Reescreva em forma de lista numerada as linhas da listagem abaixo, começando pela linha que contém "the <item>bird's head</item>" e seguindo até a linha que contém "POLYGON ((344 119, 339", incluídas as duas. Omita as linhas em branco.

_Registros a usar:_

==========

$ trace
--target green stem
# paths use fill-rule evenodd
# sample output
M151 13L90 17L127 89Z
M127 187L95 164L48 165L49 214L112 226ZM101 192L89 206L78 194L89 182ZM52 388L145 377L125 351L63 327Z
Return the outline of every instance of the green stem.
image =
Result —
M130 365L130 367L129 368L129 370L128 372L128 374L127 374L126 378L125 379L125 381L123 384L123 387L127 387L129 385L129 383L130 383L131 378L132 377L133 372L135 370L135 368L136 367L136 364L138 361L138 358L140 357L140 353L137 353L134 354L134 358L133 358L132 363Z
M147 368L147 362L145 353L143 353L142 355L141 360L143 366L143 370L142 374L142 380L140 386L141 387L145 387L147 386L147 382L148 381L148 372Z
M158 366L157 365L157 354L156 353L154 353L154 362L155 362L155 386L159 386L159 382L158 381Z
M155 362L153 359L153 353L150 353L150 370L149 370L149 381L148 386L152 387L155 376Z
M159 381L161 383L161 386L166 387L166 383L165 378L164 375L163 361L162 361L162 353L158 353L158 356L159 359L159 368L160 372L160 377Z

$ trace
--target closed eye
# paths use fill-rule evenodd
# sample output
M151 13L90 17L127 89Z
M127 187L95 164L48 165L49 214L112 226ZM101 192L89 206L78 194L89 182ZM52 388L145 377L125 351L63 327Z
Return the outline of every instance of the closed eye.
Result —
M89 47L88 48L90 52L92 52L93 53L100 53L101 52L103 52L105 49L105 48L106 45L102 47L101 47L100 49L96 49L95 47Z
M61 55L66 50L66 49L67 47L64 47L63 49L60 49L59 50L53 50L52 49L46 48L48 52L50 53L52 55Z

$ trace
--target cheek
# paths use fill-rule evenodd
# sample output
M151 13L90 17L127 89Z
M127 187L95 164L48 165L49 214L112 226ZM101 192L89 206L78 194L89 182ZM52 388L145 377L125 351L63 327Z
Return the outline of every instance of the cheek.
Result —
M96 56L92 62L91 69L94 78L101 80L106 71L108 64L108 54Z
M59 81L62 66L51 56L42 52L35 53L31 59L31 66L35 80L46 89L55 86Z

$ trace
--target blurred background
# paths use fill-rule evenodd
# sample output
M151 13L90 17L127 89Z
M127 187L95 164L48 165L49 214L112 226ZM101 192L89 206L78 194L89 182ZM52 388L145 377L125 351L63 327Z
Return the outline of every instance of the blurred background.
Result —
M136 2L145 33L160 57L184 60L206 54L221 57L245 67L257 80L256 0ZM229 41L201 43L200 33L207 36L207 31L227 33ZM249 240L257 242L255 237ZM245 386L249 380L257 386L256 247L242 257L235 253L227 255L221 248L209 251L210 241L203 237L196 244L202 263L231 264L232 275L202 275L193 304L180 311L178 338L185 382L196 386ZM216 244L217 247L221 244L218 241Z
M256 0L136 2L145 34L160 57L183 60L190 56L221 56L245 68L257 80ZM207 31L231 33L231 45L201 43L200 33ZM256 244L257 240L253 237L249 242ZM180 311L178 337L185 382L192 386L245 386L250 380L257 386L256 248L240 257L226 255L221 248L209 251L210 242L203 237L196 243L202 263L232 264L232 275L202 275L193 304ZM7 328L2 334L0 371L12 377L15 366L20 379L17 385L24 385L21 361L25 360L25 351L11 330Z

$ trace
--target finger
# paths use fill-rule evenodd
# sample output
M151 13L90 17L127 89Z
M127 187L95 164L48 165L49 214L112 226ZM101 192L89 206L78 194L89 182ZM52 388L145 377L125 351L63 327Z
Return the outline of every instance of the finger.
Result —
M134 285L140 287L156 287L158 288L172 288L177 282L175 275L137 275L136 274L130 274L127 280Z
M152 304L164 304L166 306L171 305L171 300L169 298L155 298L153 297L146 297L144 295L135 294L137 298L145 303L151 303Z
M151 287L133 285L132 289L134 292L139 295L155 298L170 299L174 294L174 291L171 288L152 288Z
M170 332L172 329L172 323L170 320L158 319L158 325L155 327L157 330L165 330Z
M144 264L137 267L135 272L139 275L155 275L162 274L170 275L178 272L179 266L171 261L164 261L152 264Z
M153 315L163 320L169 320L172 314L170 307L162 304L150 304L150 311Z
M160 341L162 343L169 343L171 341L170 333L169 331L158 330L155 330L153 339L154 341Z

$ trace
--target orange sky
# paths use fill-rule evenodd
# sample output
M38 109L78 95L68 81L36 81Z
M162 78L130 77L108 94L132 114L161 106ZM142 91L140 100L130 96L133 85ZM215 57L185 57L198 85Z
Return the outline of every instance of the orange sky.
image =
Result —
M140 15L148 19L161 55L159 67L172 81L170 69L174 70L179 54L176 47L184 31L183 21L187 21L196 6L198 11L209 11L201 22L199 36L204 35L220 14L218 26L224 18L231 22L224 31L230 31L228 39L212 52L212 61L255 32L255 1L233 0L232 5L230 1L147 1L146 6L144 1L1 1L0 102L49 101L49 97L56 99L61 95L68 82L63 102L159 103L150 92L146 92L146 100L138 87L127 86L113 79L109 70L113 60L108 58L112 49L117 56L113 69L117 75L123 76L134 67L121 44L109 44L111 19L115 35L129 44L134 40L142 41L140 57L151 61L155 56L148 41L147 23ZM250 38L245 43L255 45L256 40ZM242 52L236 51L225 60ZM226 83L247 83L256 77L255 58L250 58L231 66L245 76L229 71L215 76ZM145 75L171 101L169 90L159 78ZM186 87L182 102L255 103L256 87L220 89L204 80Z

==========

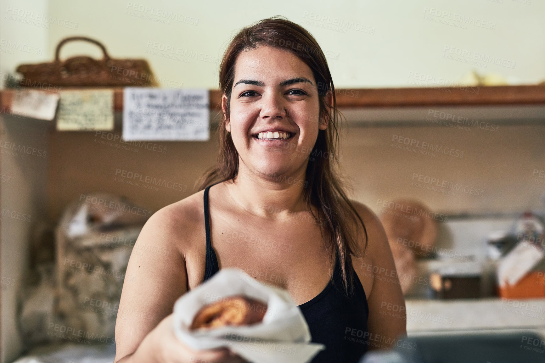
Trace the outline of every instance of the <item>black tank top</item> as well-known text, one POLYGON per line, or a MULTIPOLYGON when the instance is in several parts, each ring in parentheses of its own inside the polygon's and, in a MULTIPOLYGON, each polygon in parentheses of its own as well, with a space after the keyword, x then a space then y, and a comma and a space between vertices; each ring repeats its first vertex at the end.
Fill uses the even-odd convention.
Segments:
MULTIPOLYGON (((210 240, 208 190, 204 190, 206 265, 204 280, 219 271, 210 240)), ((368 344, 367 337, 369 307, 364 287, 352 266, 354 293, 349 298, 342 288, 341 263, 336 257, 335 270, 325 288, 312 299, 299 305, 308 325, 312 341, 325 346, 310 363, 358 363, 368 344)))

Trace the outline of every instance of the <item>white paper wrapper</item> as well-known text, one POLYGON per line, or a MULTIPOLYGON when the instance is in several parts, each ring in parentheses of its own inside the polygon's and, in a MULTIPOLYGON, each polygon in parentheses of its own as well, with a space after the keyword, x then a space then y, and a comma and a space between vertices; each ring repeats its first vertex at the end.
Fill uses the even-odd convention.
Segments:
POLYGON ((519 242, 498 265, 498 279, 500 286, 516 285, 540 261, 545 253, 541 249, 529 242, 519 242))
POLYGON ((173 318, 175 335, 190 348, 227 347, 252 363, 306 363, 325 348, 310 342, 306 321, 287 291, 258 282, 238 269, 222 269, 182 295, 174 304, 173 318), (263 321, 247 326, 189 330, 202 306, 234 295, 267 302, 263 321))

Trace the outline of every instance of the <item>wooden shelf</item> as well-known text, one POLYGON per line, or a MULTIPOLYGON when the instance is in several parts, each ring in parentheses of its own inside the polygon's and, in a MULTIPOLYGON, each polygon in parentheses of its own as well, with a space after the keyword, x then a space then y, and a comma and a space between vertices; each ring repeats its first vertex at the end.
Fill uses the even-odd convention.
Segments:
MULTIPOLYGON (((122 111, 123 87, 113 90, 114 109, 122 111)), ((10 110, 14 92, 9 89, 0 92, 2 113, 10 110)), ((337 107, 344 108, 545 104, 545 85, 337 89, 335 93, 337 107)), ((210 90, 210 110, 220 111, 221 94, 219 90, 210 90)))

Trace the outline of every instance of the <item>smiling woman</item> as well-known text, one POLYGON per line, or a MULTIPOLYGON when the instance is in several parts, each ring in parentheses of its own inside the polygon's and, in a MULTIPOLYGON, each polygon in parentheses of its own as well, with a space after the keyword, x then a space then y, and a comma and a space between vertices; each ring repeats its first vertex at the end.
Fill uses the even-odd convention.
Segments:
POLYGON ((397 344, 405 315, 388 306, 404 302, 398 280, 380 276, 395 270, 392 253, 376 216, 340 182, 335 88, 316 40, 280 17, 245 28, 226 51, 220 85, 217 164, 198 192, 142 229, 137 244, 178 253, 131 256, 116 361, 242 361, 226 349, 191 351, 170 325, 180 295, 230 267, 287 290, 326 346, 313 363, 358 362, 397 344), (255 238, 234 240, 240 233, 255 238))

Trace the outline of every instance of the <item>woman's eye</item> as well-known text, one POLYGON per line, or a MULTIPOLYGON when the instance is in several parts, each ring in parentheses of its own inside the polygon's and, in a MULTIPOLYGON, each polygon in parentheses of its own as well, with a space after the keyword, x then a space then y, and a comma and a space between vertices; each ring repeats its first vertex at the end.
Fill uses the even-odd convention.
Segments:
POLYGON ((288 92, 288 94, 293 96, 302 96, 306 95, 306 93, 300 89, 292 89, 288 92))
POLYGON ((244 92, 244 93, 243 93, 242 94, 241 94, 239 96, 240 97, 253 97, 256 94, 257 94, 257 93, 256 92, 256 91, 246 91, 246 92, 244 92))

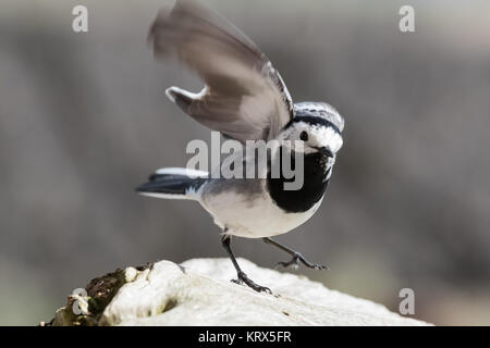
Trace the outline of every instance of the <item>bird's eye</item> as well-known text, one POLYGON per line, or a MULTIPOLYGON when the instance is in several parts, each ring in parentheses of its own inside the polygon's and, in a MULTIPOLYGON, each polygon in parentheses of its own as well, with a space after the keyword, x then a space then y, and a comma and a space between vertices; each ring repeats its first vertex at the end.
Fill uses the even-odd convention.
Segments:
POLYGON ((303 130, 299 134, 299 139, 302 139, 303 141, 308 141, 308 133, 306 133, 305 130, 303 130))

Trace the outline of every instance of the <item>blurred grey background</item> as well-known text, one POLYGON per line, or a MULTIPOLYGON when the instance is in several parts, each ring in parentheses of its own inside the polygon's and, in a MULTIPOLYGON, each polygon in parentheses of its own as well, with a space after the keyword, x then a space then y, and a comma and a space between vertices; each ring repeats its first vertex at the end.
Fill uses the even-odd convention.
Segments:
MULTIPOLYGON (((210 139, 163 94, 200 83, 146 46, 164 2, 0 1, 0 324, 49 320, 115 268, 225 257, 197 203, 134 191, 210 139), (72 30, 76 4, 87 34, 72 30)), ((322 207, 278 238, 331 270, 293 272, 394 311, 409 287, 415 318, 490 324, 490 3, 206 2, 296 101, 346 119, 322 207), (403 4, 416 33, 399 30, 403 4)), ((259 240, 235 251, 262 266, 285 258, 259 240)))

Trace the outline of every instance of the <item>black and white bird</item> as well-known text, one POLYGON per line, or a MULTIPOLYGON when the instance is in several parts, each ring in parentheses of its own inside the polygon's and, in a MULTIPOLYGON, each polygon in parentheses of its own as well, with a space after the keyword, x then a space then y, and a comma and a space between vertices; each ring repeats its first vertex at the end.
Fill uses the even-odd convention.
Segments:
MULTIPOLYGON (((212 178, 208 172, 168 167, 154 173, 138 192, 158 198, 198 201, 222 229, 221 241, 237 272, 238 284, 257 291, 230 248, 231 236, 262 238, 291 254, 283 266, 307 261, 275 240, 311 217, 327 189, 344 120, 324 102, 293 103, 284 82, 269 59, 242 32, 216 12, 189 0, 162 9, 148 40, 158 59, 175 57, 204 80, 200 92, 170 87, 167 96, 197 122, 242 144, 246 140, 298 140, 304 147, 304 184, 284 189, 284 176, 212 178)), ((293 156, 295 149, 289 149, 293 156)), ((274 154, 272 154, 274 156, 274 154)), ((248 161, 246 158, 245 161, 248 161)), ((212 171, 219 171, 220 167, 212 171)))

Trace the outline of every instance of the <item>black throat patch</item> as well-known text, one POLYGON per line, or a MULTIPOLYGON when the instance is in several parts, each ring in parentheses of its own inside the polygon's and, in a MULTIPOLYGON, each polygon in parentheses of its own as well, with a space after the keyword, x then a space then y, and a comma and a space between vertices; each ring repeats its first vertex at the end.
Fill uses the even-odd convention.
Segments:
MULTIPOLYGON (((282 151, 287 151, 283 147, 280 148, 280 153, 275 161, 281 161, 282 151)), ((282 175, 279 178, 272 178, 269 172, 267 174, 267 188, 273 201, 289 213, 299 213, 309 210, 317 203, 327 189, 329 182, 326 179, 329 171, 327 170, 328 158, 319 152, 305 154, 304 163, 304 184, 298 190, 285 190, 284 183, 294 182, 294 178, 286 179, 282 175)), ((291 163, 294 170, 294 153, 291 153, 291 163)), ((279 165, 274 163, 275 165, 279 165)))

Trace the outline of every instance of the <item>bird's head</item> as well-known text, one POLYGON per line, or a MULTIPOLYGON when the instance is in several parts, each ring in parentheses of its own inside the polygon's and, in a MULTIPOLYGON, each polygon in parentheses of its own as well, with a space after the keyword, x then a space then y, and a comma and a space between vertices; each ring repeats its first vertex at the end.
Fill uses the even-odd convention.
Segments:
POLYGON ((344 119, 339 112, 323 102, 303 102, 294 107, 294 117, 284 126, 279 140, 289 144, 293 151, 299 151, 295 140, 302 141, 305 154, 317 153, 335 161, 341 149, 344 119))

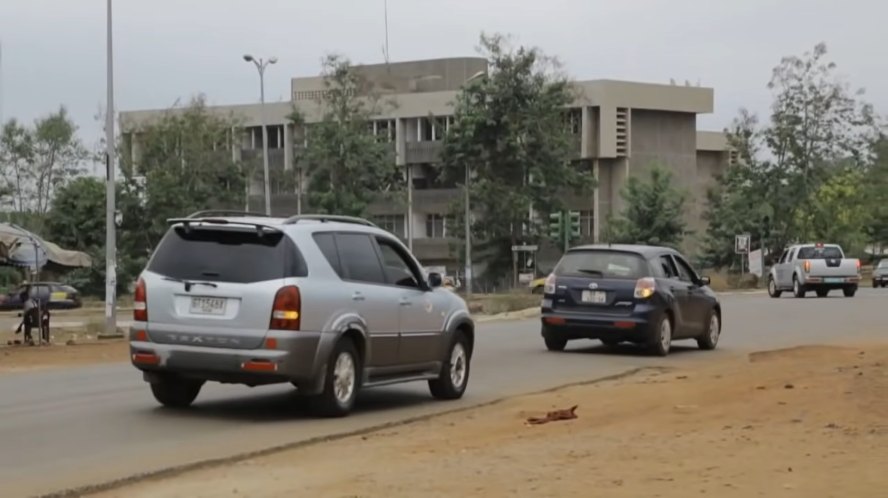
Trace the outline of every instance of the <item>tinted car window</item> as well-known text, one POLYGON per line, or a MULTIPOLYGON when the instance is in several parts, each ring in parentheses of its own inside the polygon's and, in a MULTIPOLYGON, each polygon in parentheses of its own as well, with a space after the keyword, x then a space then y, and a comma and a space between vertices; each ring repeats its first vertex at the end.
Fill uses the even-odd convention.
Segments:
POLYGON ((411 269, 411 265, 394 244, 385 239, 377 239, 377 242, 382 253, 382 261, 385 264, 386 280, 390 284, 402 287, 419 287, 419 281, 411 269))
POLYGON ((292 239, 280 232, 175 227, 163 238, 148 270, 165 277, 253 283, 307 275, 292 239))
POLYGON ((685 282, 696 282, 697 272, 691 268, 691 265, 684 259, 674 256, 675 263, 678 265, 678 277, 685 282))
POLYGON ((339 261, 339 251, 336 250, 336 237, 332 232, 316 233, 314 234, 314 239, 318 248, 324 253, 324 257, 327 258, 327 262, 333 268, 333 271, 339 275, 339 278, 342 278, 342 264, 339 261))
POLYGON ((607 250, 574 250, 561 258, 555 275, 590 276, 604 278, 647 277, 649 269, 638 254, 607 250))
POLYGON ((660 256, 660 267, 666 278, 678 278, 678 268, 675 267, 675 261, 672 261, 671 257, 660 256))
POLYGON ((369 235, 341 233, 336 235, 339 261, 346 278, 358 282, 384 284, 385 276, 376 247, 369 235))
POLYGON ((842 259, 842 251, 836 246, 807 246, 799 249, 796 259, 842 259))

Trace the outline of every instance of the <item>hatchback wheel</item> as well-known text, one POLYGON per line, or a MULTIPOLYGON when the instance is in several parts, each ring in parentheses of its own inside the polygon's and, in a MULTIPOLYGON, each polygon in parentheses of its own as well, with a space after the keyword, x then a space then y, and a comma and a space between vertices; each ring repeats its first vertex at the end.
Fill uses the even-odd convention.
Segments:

==========

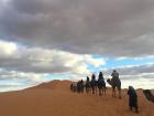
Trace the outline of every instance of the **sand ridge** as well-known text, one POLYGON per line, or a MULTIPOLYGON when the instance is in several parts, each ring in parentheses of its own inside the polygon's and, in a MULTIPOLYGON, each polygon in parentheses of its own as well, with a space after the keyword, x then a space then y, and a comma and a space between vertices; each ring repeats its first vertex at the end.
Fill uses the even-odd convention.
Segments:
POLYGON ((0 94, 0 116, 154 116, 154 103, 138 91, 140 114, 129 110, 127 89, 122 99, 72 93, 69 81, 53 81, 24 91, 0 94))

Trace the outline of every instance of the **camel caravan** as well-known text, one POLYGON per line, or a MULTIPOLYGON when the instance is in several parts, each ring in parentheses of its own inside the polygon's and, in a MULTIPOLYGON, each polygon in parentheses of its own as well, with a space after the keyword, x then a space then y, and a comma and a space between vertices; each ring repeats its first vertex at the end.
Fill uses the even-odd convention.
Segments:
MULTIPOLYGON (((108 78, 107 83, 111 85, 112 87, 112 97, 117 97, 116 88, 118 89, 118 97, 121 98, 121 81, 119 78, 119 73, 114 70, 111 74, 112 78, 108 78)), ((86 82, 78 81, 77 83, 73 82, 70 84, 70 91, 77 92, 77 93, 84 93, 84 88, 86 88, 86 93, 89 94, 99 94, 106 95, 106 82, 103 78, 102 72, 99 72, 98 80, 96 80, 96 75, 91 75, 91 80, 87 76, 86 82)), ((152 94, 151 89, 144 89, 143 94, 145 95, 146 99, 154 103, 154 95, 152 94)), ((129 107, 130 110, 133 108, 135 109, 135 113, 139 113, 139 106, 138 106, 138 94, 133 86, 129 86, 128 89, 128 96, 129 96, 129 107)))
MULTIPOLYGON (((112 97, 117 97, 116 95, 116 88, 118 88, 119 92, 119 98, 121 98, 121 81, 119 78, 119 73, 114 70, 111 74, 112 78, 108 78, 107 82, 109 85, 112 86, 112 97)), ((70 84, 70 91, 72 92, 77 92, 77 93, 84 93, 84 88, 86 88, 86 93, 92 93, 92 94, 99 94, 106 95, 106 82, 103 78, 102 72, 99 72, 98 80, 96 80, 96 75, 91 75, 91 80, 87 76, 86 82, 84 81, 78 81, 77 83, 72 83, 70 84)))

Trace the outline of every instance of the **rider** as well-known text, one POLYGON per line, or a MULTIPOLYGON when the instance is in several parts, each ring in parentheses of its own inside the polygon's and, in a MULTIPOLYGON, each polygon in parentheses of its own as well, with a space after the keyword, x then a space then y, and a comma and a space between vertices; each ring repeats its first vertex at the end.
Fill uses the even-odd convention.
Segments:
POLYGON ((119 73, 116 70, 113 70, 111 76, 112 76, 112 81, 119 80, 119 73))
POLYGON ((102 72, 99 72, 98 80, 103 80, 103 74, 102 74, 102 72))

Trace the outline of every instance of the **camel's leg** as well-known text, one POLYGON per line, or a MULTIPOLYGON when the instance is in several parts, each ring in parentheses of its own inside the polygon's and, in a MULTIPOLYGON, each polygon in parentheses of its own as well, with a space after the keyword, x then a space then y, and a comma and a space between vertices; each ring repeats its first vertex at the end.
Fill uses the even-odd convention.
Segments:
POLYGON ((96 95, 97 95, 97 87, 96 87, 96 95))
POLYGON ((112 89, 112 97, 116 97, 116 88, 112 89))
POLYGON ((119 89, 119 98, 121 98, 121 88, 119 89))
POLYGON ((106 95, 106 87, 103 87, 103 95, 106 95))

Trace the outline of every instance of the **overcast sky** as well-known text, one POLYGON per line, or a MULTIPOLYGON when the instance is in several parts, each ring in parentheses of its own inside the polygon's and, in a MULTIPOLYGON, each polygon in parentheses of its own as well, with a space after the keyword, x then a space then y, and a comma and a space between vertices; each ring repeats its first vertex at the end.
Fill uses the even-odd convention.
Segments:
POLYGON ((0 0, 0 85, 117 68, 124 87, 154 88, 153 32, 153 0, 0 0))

==========

_Em resposta:_
1. Trace the outline of every instance of the <item>bird's head</item> as well-known text, one POLYGON per line, or a MULTIPOLYGON when the instance is in several parts, each ring in parentheses of its own inside the polygon's and, in a MULTIPOLYGON, each polygon in parentheses of its own as well, with a space after the keyword, x then a space then y, and a comma and a space between vertices; each ring repeats its first vertex at the end.
2. Fill uses the even-odd convention.
3. Segments:
4. POLYGON ((344 119, 339 112, 323 102, 303 102, 294 107, 294 117, 284 126, 279 140, 289 144, 293 151, 299 151, 295 140, 302 141, 305 154, 317 153, 335 161, 341 149, 344 119))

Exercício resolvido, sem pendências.